#### [Exercise details]
Edit the listing from the line containing "Where in the photo above can the cloud" down through the line containing "(1010, 661)", replacing "blue lake water" with "calm lake water" and leaving everything else unchanged. Give back only those lines.

=== Provided information ===

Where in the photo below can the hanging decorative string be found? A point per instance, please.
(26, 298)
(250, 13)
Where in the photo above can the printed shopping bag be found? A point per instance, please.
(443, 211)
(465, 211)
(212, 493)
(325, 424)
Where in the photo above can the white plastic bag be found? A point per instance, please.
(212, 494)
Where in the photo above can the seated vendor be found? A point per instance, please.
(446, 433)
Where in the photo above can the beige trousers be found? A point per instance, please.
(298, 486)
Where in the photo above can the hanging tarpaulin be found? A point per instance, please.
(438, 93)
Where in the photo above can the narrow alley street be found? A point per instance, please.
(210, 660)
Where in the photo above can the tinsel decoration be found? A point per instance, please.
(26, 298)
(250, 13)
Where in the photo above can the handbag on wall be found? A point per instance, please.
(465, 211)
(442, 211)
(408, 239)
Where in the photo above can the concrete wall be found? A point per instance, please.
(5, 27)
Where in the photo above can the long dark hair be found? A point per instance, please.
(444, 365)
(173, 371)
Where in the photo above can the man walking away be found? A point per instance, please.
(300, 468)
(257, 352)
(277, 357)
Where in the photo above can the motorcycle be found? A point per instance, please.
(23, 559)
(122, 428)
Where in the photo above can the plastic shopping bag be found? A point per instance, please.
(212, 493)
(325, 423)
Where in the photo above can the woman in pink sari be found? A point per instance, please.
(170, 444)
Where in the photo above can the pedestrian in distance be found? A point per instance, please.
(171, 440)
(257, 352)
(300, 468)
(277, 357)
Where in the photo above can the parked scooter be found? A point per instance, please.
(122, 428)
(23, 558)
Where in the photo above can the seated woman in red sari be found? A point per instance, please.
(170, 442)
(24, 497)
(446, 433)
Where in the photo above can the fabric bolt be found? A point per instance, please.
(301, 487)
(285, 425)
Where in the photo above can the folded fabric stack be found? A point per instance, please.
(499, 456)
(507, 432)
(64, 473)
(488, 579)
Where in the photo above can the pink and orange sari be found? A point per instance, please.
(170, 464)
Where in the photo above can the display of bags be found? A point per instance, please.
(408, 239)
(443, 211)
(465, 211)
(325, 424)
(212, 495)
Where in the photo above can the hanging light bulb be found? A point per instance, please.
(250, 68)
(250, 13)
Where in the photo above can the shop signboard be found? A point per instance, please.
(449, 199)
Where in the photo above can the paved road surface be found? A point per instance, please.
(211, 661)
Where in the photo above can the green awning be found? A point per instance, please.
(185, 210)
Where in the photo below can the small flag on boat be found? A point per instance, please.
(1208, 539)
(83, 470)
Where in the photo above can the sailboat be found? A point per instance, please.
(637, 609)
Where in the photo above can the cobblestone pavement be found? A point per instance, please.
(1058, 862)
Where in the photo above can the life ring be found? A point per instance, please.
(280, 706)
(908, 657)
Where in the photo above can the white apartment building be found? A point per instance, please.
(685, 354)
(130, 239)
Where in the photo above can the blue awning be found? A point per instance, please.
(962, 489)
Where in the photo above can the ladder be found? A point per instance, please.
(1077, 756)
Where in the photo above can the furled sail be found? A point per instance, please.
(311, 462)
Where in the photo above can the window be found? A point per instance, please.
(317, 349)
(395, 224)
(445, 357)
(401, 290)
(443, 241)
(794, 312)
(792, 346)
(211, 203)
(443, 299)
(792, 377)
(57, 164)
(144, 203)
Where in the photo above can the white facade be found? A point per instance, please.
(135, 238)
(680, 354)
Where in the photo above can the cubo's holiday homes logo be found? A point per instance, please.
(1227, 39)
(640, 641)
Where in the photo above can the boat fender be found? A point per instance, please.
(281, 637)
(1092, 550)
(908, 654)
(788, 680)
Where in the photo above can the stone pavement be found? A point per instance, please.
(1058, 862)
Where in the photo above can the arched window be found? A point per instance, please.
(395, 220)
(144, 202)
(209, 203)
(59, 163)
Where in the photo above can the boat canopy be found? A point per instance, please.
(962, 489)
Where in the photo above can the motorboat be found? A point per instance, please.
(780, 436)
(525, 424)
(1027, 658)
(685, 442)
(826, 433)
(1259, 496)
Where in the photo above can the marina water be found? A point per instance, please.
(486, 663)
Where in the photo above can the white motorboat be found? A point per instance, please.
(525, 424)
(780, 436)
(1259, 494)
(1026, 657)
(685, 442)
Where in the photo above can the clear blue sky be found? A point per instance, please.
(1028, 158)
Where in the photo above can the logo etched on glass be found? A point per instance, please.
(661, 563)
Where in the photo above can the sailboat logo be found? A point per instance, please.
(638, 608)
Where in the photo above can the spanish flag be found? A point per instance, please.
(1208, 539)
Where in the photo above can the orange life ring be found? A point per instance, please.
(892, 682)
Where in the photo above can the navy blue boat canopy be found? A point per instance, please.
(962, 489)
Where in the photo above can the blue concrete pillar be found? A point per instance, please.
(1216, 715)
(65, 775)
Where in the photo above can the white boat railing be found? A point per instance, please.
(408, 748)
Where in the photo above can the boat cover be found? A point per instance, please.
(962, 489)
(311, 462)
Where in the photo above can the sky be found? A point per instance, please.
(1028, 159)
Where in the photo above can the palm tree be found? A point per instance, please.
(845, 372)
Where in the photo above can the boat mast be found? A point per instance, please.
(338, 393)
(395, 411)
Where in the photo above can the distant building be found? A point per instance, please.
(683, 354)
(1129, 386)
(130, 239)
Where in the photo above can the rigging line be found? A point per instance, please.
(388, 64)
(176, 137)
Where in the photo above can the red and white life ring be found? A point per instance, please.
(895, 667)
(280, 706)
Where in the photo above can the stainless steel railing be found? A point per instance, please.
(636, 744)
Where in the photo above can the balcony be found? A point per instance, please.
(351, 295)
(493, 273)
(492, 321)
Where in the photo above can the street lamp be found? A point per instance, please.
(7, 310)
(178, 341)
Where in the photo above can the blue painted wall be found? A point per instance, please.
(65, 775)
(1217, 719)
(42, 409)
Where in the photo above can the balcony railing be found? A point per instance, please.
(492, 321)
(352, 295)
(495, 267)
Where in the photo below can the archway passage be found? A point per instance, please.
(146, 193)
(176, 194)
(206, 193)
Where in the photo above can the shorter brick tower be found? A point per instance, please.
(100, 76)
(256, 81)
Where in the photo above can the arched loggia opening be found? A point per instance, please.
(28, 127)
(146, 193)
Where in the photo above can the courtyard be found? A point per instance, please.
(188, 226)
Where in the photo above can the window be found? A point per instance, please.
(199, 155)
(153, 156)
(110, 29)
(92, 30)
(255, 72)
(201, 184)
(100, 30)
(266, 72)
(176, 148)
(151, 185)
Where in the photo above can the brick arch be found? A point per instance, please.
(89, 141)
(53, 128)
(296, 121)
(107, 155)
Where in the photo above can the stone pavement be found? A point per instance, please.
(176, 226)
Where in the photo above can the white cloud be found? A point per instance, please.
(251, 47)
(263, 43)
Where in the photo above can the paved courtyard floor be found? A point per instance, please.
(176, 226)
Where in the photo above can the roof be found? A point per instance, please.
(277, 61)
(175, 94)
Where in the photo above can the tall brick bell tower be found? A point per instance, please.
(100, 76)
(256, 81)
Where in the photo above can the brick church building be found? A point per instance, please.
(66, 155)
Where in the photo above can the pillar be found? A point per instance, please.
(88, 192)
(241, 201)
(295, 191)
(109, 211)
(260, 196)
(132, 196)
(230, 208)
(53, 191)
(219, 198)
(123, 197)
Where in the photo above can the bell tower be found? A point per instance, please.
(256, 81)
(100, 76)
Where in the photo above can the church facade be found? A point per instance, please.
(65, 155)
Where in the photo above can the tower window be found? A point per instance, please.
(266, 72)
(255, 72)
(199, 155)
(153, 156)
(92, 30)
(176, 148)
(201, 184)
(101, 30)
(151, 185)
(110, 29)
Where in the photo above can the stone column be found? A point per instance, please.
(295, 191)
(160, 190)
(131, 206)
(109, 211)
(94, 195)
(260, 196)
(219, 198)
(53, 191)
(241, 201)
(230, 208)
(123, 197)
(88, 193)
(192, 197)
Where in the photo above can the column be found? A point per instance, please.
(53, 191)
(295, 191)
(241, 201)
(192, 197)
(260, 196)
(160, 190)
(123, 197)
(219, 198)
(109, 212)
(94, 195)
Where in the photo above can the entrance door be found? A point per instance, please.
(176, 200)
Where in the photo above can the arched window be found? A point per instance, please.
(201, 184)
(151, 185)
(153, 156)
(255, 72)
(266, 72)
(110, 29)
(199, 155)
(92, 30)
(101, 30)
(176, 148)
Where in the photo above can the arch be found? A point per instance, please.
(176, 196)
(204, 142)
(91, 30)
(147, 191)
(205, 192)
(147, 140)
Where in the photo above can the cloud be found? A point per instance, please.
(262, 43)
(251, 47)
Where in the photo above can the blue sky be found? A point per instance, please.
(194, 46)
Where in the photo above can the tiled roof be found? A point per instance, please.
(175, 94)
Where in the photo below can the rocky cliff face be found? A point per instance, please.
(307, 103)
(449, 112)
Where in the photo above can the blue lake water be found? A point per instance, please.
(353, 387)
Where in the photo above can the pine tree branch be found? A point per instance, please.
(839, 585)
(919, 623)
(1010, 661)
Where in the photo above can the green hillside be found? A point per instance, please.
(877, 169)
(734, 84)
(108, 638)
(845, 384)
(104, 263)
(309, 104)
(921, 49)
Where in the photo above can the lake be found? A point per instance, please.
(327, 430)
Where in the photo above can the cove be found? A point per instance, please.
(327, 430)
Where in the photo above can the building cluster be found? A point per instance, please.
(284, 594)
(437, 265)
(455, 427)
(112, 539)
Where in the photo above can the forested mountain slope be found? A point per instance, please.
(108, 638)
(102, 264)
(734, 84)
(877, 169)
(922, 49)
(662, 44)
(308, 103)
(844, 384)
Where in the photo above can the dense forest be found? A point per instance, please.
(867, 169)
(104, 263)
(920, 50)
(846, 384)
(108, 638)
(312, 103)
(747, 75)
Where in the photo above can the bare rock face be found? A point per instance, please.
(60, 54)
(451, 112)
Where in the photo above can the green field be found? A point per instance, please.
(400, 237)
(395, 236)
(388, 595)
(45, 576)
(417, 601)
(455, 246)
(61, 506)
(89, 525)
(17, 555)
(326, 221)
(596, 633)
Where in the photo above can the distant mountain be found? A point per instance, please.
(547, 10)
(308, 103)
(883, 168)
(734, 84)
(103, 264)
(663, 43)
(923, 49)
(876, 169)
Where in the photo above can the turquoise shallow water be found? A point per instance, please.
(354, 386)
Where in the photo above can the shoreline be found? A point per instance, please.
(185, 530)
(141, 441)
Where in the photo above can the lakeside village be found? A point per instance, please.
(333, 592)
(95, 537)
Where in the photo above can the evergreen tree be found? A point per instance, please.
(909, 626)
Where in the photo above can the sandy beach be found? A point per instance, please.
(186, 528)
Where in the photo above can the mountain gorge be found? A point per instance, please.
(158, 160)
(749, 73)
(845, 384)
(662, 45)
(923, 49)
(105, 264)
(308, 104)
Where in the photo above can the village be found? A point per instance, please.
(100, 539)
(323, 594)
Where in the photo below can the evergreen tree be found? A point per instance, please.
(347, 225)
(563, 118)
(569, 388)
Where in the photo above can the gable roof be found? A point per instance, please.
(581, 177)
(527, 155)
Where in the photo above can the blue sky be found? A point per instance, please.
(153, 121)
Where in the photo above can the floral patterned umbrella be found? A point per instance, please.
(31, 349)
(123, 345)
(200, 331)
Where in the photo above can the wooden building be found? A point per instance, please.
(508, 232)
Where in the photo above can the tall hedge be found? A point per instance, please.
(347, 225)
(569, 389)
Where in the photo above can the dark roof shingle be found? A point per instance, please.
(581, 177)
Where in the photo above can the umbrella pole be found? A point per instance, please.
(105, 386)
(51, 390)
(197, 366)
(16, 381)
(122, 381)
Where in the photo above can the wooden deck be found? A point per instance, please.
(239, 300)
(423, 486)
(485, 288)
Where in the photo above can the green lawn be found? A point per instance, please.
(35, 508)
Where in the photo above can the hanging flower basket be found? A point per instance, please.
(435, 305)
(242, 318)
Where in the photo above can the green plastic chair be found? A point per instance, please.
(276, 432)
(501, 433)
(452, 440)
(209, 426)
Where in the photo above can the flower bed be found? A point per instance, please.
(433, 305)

===

#### [Solution for this task]
Where in the photo above can the cloud be found? A point per instance, please.
(262, 43)
(251, 47)
Where in the photo above can the blue sky be found? A point per instance, please.
(194, 46)
Where in the photo above can the tiled roof be found? A point per instance, please.
(175, 94)
Where in the photo below can the rocky cliff face be found? A point per instance, please.
(307, 103)
(449, 112)
Where in the photo above can the calm lake water be found? A point per instance, please.
(353, 387)
Where in the photo above can the pine tree branch be found? A point per instance, please.
(839, 585)
(919, 623)
(1010, 661)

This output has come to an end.